Problem details:
Copy out everything in the records below, from the line containing "Outline glass door" down to the line containing "[[711, 79, 804, 480], [605, 124, 666, 448]]", both lines included, and keep the requests as they are. In the answers, multiply every bounding box coordinate by 1.3 and round to whole numbers, with halves rounded up.

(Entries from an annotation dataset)

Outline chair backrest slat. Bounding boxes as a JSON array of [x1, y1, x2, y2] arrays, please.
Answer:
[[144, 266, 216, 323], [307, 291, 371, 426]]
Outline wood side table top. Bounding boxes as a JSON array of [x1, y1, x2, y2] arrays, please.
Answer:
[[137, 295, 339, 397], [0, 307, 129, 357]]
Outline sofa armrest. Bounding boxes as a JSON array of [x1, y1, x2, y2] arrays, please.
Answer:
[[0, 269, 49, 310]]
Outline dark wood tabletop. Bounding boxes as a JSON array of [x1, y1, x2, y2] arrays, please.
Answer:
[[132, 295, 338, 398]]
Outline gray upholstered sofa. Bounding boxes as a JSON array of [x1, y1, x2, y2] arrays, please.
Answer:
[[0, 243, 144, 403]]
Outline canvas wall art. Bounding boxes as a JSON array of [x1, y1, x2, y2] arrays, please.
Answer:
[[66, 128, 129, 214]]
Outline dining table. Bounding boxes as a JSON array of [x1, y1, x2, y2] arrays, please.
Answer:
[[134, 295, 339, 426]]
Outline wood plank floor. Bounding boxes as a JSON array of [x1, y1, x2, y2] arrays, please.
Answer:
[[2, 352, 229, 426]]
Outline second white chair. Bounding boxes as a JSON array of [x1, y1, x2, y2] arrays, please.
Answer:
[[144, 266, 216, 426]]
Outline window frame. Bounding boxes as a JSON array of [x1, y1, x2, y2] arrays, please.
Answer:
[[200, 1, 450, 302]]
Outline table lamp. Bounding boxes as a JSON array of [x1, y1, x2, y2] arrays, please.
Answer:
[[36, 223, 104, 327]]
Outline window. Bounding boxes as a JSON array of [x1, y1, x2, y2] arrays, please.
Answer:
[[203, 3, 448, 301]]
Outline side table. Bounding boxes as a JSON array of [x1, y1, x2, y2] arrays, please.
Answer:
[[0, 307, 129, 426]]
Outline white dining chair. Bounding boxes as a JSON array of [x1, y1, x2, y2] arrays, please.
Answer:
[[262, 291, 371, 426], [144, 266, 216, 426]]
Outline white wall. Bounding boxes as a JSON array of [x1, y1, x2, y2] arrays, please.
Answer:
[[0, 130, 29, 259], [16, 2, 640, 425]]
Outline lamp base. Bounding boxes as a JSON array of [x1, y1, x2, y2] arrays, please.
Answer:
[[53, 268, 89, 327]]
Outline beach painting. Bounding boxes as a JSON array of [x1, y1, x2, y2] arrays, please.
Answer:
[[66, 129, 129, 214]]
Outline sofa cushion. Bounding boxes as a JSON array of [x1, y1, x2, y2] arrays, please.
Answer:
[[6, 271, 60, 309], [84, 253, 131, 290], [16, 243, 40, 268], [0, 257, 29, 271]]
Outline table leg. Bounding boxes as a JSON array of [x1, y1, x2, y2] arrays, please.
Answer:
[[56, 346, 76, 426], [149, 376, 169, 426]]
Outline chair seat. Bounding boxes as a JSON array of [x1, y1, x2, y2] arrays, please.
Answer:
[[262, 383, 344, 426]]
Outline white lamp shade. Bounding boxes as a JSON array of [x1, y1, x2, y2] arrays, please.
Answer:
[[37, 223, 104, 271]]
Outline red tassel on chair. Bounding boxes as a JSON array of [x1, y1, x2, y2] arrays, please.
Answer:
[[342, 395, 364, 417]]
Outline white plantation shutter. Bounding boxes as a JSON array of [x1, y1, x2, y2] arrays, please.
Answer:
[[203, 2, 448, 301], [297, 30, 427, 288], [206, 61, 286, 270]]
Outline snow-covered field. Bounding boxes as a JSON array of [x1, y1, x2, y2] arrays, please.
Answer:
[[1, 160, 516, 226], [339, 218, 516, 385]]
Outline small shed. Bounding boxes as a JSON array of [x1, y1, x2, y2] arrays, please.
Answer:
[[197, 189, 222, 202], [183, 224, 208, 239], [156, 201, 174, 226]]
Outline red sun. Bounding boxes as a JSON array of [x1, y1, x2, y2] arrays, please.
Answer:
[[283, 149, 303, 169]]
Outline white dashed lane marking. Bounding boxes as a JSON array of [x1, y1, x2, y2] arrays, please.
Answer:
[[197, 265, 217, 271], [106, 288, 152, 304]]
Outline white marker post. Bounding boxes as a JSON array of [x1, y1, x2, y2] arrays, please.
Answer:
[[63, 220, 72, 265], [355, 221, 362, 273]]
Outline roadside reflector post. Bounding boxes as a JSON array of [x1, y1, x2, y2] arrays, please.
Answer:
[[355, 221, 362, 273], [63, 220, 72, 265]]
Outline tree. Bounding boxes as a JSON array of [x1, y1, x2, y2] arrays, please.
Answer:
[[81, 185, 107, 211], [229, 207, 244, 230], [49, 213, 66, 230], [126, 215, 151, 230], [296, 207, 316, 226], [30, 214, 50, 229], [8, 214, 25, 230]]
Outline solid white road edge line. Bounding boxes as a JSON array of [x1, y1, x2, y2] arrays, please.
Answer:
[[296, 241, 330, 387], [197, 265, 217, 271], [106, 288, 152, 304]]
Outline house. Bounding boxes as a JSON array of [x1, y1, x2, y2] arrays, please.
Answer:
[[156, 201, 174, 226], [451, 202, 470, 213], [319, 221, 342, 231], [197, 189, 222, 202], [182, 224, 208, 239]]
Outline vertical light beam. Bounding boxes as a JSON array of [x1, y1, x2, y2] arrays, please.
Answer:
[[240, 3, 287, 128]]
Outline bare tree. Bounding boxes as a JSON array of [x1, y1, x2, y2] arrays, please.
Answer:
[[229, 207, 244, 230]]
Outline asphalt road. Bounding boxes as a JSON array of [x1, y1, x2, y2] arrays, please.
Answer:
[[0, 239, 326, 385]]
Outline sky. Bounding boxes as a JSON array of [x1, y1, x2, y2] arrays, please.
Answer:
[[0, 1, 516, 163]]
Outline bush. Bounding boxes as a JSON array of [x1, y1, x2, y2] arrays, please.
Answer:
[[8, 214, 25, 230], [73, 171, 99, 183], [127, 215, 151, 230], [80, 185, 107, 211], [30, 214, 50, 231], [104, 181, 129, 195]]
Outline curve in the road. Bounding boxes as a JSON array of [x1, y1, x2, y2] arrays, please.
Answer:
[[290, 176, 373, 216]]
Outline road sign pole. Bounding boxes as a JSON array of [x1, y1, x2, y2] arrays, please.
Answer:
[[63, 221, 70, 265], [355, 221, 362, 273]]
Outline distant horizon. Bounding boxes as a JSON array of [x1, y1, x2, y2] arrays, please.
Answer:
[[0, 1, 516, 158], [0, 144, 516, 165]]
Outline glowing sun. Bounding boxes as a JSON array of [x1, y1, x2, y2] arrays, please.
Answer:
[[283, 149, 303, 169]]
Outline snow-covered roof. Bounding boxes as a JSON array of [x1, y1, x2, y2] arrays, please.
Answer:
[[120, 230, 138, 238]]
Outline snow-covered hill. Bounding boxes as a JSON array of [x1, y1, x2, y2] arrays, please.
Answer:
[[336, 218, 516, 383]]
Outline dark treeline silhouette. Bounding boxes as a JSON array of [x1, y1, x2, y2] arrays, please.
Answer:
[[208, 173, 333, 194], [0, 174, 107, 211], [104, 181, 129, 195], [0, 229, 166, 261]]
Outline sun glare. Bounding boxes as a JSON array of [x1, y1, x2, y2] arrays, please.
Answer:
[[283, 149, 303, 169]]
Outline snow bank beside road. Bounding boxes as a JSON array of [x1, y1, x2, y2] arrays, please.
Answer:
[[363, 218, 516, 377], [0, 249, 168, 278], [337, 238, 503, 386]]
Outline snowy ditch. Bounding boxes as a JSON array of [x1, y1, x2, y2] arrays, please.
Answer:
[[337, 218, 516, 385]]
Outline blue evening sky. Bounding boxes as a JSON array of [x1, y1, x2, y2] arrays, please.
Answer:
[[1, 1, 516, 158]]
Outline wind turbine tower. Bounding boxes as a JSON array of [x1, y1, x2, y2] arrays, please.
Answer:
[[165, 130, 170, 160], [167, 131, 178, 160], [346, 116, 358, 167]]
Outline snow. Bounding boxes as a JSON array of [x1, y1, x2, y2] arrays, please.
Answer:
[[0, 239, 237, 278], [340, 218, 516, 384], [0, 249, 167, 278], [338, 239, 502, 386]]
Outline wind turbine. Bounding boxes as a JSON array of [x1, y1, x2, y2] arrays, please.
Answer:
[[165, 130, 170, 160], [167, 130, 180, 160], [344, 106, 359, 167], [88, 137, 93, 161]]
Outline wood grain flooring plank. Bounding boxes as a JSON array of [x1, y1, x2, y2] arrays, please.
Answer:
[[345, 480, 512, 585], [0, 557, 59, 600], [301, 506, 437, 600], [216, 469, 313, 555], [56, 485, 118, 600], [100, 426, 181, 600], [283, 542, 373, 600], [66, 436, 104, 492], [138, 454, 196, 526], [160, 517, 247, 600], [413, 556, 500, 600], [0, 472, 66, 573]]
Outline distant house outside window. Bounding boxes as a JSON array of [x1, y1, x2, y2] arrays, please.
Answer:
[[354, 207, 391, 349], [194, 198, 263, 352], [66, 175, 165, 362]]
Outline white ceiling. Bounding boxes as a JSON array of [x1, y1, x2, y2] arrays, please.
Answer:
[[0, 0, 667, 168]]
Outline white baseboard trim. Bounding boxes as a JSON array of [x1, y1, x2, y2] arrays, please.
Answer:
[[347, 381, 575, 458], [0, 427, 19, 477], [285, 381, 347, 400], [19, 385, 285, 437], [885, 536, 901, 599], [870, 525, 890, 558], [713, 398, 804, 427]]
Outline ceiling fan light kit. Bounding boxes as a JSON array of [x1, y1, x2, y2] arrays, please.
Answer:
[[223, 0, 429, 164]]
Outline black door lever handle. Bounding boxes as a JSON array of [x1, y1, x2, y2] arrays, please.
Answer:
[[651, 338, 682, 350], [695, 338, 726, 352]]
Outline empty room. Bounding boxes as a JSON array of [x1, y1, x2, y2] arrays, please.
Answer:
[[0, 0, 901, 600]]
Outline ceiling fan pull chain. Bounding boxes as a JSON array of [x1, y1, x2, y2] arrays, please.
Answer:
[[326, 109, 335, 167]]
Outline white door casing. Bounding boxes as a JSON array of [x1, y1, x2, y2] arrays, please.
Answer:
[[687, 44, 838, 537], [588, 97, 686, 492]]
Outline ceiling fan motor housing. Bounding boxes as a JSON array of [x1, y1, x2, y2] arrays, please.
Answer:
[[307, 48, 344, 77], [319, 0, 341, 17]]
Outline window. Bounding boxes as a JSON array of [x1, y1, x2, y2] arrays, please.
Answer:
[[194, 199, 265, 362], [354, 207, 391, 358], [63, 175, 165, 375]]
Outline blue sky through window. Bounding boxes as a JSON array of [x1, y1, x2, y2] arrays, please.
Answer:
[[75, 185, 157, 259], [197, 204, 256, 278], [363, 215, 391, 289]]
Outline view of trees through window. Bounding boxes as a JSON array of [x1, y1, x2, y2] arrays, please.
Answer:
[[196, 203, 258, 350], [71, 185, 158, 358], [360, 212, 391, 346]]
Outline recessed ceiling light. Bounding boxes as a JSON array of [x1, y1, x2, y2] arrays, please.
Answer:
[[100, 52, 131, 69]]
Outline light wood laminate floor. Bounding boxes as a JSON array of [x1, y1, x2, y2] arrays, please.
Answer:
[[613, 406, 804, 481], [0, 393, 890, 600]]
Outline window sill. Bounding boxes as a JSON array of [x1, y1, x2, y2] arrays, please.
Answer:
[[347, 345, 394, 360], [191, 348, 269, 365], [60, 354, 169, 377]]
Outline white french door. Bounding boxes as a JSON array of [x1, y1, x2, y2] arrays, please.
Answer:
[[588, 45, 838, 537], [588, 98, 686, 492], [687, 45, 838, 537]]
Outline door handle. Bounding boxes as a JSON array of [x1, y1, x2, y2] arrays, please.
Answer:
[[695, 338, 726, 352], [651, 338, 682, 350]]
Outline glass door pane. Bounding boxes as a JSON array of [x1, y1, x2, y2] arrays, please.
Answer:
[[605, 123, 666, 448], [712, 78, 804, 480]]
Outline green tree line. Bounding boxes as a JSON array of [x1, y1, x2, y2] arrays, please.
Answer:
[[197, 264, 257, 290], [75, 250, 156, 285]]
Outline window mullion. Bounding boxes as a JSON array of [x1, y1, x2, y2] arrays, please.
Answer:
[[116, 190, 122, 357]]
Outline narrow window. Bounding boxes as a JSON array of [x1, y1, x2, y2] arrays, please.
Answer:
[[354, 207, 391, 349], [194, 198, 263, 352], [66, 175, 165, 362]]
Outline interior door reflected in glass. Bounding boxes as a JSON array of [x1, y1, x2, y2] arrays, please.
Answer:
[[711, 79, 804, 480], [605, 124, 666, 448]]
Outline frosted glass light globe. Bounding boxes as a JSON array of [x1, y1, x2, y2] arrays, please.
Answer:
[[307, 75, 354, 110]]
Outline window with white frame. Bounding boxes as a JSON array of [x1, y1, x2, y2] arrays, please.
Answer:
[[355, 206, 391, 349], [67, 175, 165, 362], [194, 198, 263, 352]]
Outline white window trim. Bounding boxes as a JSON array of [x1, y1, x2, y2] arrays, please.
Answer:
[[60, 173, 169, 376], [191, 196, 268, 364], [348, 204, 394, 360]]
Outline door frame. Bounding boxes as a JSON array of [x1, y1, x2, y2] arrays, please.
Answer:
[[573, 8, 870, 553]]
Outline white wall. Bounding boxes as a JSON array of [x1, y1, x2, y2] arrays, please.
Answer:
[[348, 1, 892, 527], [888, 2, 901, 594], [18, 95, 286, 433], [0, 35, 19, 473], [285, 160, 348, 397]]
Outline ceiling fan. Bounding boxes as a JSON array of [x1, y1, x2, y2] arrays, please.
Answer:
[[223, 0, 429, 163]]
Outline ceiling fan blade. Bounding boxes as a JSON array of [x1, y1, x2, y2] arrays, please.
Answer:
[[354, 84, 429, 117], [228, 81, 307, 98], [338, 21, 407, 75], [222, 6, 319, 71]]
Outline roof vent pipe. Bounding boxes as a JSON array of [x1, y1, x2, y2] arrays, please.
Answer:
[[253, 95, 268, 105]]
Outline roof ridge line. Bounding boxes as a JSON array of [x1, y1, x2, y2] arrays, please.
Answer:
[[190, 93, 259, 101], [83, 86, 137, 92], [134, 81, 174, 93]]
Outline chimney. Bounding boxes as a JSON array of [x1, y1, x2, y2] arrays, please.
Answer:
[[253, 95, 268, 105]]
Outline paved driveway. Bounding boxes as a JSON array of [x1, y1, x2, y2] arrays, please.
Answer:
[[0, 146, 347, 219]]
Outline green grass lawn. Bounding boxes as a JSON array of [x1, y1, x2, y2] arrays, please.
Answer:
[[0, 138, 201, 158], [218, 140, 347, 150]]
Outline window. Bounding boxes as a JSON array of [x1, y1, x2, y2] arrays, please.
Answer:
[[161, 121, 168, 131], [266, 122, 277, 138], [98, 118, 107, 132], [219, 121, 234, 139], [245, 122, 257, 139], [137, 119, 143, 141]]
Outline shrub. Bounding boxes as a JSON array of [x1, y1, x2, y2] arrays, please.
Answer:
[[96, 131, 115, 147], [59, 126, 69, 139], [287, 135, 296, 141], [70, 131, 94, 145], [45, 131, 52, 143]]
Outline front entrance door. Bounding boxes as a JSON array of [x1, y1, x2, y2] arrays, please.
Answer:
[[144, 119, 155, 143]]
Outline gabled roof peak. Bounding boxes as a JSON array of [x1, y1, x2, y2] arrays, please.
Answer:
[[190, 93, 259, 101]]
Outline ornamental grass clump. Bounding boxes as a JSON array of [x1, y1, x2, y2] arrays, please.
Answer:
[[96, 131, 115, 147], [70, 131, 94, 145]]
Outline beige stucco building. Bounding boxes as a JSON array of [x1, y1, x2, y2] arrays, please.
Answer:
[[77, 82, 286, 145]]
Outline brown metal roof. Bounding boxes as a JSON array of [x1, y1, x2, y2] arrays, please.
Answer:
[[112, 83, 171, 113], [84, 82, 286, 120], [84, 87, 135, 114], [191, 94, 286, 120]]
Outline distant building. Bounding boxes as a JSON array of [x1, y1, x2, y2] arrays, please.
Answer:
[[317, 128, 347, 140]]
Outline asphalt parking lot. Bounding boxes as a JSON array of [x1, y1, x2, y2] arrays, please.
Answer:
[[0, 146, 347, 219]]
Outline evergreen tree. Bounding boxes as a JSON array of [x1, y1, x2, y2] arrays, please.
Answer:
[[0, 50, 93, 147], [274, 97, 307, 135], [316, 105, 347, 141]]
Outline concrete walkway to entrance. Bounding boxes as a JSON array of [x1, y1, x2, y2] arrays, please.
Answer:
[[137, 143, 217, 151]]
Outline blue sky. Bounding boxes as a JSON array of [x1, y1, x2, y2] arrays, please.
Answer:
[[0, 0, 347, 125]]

Response:
Outline glass door pane. Bounding boxes as a JSON array of [x1, y1, x2, y2] arrays, please.
Answer:
[[787, 160, 866, 582], [926, 101, 1045, 624]]
Outline green tree line. Bounding boxes as a JSON array of [x1, y1, x2, y2] arrays, please.
Answer:
[[256, 343, 334, 377], [98, 325, 203, 371]]
Outline window mullion. Bounding boxes as a JSON array of [x1, y1, x2, y2] arrays, please.
Answer:
[[151, 247, 159, 464]]
Outline narrow window. Bounding boxes as a JSON array of [x1, y1, x2, y2] arrays, please.
Answer:
[[460, 269, 508, 454], [252, 257, 342, 458], [86, 228, 215, 471]]
Outline interior door reflected in glass. Bounding boxes as a JSON array of [x1, y1, x2, y2] arrays, please.
Answer:
[[924, 103, 1045, 624], [787, 161, 866, 582]]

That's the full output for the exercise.